--- START GIVEN DATA ---

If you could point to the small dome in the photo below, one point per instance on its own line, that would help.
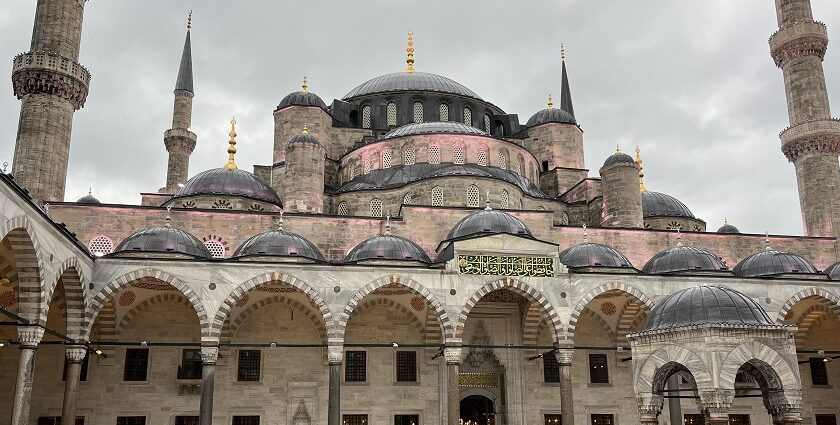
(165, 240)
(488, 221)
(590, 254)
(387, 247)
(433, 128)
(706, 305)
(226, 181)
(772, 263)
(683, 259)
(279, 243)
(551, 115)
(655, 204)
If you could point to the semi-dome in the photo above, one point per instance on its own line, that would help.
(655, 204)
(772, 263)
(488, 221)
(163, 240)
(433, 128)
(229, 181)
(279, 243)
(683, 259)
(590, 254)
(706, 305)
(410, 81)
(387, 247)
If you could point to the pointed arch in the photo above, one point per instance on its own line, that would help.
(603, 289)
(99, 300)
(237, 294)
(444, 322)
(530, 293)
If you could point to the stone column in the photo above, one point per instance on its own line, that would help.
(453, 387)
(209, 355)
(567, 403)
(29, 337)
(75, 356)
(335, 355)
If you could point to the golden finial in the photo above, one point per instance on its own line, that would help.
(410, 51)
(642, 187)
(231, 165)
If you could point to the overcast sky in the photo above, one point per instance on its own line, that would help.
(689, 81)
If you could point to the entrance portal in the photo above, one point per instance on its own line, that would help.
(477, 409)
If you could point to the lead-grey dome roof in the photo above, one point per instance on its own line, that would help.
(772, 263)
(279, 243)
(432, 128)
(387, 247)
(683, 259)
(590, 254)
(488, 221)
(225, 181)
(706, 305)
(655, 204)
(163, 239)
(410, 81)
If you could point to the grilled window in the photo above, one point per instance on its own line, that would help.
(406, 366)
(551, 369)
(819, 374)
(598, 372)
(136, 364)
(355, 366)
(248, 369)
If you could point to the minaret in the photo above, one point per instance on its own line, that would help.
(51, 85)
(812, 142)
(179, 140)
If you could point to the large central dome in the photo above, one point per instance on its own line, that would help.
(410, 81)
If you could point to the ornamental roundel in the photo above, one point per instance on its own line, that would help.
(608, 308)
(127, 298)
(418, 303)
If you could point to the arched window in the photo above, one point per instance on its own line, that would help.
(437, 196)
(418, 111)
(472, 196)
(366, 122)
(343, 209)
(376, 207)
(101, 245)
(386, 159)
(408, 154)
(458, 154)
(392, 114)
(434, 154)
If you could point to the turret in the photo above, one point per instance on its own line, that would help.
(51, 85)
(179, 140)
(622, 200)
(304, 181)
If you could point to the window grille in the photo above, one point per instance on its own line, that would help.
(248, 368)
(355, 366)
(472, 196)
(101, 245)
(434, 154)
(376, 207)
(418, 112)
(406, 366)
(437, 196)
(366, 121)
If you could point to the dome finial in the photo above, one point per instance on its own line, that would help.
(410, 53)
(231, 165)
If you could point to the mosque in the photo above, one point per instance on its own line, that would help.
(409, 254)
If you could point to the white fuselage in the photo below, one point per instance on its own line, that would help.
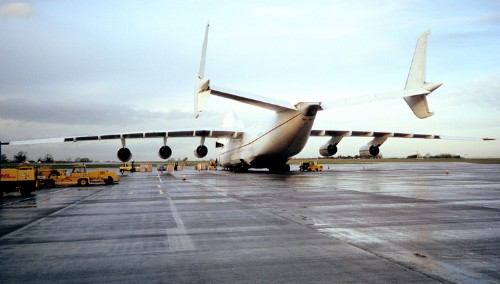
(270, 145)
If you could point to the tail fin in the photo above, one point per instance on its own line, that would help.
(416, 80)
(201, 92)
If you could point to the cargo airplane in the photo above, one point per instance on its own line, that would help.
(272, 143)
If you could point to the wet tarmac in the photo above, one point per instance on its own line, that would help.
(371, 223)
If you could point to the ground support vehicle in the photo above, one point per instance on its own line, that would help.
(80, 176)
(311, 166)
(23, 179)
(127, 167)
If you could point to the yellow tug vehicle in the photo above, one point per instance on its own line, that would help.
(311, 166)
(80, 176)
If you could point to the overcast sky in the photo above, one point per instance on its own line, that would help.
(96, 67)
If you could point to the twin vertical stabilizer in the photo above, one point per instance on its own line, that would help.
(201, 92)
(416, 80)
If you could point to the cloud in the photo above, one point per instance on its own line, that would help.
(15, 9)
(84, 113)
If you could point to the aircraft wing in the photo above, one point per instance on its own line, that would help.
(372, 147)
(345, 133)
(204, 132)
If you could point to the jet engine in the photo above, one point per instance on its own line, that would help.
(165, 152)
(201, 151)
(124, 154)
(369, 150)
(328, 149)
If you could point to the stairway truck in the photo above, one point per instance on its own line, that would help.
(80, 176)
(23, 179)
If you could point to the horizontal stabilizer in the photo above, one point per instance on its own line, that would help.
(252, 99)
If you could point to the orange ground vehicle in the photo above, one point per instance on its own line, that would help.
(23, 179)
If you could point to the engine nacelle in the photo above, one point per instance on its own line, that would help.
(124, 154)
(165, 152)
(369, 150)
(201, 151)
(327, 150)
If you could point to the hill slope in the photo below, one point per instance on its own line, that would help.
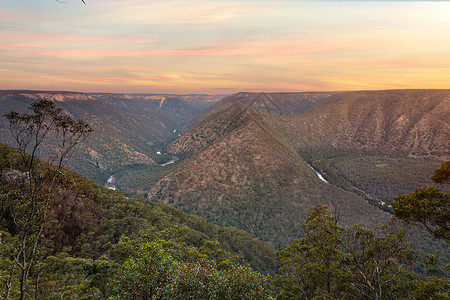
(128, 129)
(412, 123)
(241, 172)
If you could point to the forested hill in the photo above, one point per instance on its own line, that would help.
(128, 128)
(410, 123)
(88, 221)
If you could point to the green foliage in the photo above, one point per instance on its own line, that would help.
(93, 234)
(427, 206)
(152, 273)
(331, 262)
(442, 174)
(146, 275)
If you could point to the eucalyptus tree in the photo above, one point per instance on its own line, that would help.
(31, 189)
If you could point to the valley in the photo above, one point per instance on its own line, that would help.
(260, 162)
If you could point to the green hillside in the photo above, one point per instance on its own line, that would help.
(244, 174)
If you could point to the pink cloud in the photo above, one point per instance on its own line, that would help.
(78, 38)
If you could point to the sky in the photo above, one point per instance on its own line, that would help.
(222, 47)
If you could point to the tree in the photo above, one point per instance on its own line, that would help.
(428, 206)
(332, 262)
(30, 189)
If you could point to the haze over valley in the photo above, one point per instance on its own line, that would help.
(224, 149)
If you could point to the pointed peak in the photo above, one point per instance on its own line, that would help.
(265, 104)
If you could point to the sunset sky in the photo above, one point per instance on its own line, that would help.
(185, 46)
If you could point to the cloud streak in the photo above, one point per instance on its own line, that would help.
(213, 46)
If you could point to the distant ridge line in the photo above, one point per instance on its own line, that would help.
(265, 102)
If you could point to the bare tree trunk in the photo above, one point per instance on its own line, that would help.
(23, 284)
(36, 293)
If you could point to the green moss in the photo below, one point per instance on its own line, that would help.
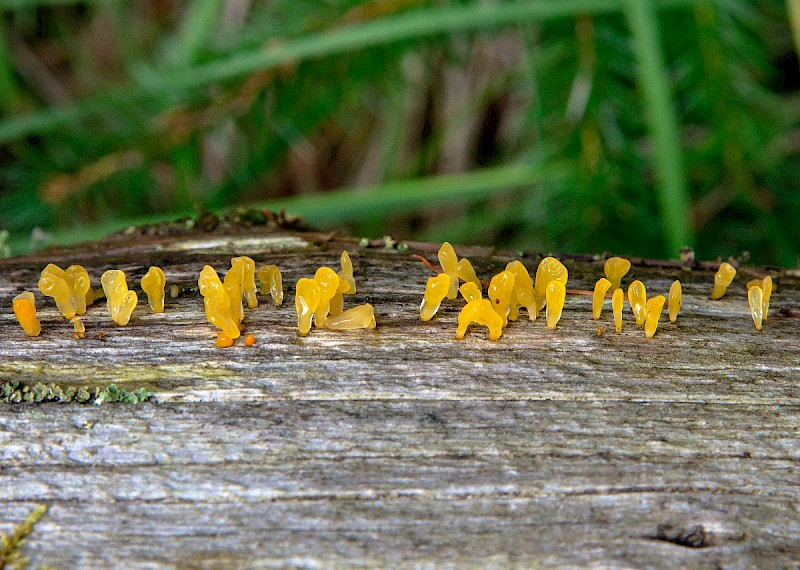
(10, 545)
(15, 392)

--- END GIVEN DATA ---
--- START GIVEN DATA ---

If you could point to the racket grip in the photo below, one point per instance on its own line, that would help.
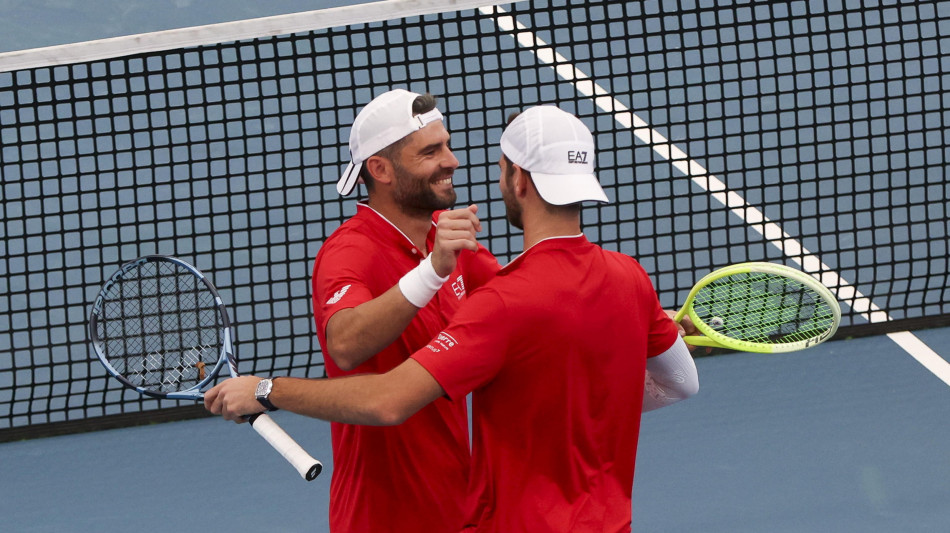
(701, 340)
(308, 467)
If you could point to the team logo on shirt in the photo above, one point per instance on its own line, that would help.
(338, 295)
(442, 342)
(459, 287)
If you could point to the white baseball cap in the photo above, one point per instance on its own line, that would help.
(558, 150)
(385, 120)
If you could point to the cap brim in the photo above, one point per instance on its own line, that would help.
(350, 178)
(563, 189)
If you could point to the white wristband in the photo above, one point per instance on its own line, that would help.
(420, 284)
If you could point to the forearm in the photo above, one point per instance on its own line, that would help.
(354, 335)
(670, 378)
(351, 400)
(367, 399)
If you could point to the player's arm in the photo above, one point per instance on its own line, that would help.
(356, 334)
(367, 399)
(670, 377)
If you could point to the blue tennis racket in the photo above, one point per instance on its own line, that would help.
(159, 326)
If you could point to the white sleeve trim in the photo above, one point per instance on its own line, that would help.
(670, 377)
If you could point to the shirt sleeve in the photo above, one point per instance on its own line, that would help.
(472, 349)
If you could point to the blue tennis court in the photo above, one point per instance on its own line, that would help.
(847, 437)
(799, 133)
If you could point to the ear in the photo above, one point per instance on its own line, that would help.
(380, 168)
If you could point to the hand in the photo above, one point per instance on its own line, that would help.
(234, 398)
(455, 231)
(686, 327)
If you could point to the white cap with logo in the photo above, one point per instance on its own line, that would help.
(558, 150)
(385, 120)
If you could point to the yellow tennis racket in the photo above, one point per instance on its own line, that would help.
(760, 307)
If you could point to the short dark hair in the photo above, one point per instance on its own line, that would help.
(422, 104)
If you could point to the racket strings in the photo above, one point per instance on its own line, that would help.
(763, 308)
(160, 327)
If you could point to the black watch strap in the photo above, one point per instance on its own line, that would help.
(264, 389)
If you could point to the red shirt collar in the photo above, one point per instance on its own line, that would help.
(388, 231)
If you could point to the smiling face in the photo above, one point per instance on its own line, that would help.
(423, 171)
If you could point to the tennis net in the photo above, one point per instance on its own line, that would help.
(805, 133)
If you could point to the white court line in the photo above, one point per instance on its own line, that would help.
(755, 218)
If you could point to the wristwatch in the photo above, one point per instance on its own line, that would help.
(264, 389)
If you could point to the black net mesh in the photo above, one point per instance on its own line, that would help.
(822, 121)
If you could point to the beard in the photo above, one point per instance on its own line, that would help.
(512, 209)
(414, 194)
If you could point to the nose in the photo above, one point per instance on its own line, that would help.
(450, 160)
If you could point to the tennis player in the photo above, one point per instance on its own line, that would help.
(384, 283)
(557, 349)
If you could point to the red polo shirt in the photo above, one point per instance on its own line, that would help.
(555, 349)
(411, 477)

--- END GIVEN DATA ---

Collect every line of the material above that contains the string "valley". Case counts, so a match must have the same capitalization.

If you could point to the valley in the photo above, one point per instance on its own line, that would help.
If you could point to the haze over valley in the photo above, one point per instance on its own line, that would help.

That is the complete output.